Start of Passage given

Collaboration as a Data Scientist on a Cross-functional Production Team

Human Rights First (HRF) is a nonpartisan, international human rights advocacy organization based in New York, Washington, and Los Angeles. It has worked for almost 40 years with activists and attorneys to support and protect these rights through American leadership pathways. HRF has a ten-part plan entitled Walking the Talk: 2021 Blueprints for a Human Rights-Centered U.S, Foreign Policy, which provides blueprints for policymakers to uphold HRF’s recommendations.

HRF Nonpartisan Campaigns

In advocacy of asylum seekers, HRF believes that holding the US government and its judiciary, in particular, accountable to both justice and reform when they “fail to respect human rights and the rule of law” is crucial. HRF shows its detailed plan for advocacy of asylum policy support and change in Chapter 3. Upholding Refugee Protection and Asylum at Home, the third section of the HRF 2021 policy blueprints.

In support of upholding refugee and asylum protections, HRF desires an automated tool that will allow immigration attorneys and representatives to contribute to collecting data on judicial asylum decisions and predict the likelihood a judge will render a particular decision based on past judgments. HRF would also like this tool to be able to showcase underlying patterns in the data. Current tools available to asylum seeker advocates have outdated information regarding non-sitting judges, have conflicting or missing data within the website, or are generally not user friendly.

During discussions with stakeholders and through diving into the project itself, I have initial concerns. While HRF is nonpartisan and advocacy-based, the open-source nature of the code makes this project vulnerable to being used by partisan organizations to advocate for the removal of opposite party-appointed judges. Use by third parties is not something that can be controlled or even qualified. However, it must be named as a possibility.It is also apparent that while some technical users of the tool have the skills to interpret or analyze patterns within data, others may not. Someone should provide analysis along with the prediction and visualizations. As a Data Science team, it is questionable if we have the depth of domain knowledge to provide it or the time to acquire it during the project. Of consideration is how to incorporate something stakeholders do not ask for and may not want.

Within our domain is extracting information from the documents. On the first review of the legal documents, I have immediate concerns that we do not have enough data to meet stakeholder expectations. I wonder if there is enough to complete all of our engineering tasks listed on the project roadmap to reach a minimum viable product (MVP). The documents provided by HRF stakeholders are legal documents containing judicial decisions from appellate immigration hearings. To gain insights into the stakeholder requests, we also need access to the lower immigration courts. Also of great concern is the small number of PDFs provided. For more accurate aggregate analysis and the use of machine learning models, we need large amounts of data. We have a corpus of only 1,500 documents representing an entire judicial body.

At the beginning of the project, there are more questions than answers.

Our Team

In the cross-functional product development team environment, the planning sprint is the most challenging and consequential in the agile domain. How a team creates and iterates planning structures makes significant changes to their work environment. In my experience during this project, collaborative planning in iterative cycles leads to compounding momentum. This momentum cycle allows our team to handle each blocker we face with greater efficiency, planned and unplanned. Taking the time to organize, research, discuss and align initially and then repeat these steps iteratively as we receive new or conflicting information is essential to our Team’s ability to create functional goals that meet stakeholder expectations.

End of Passage given

> [The request]: Reproduce word for word the part of the post on the Human Rights First data project that opens with the words containing "At the beginning" and closes with "that meet stakeholder expectations.".

Start of Stored data

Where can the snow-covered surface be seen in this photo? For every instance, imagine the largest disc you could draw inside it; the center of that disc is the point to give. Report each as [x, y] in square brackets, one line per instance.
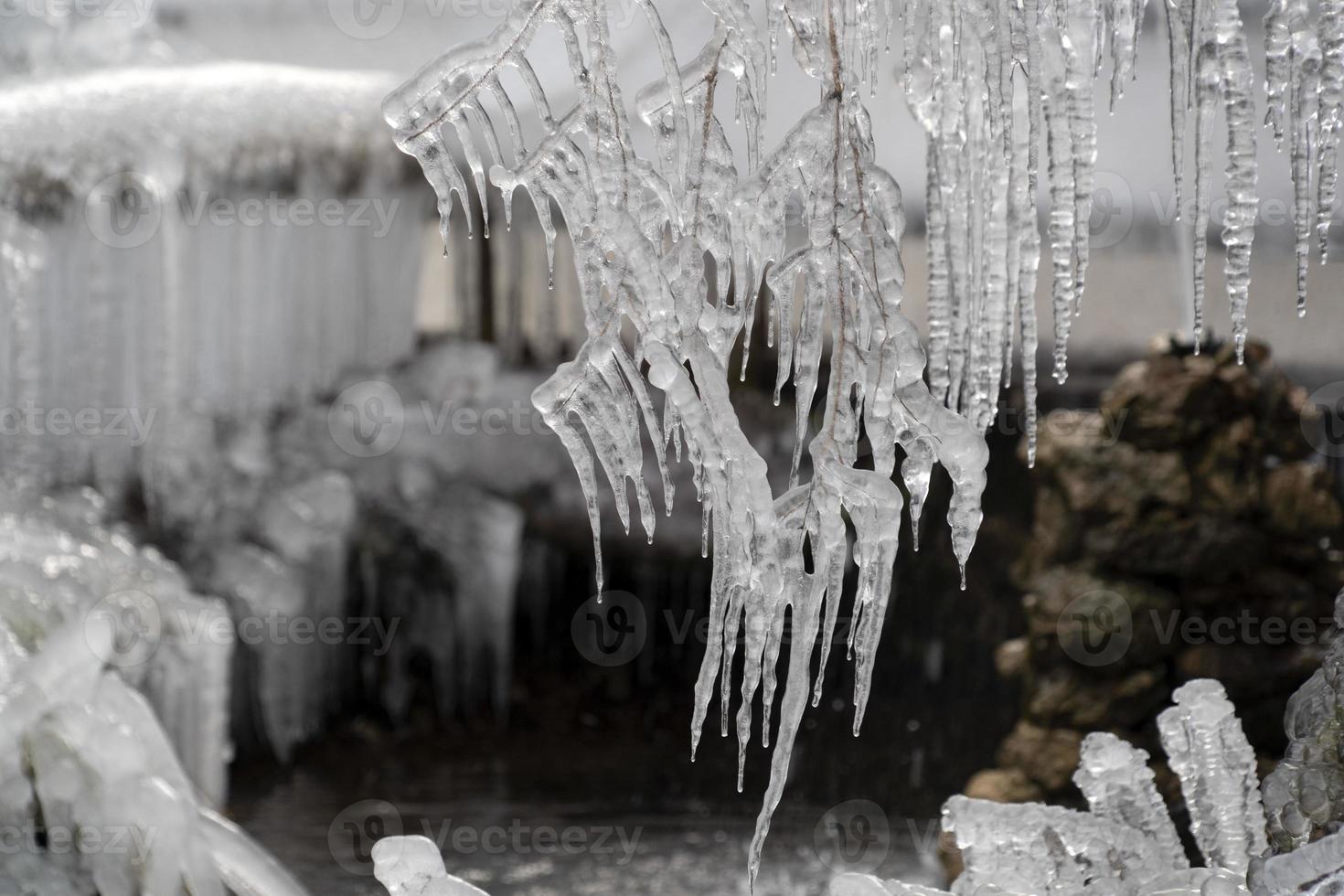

End of Stored data

> [Written solution]:
At the beginning of the project, there are more questions than answers.

Our Team

In the cross-functional product development team environment, the planning sprint is the most challenging and consequential in the agile domain. How a team creates and iterates planning structures makes significant changes to their work environment. In my experience during this project, collaborative planning in iterative cycles leads to compounding momentum. This momentum cycle allows our team to handle each blocker we face with greater efficiency, planned and unplanned. Taking the time to organize, research, discuss and align initially and then repeat these steps iteratively as we receive new or conflicting information is essential to our Team’s ability to create functional goals that meet stakeholder expectations.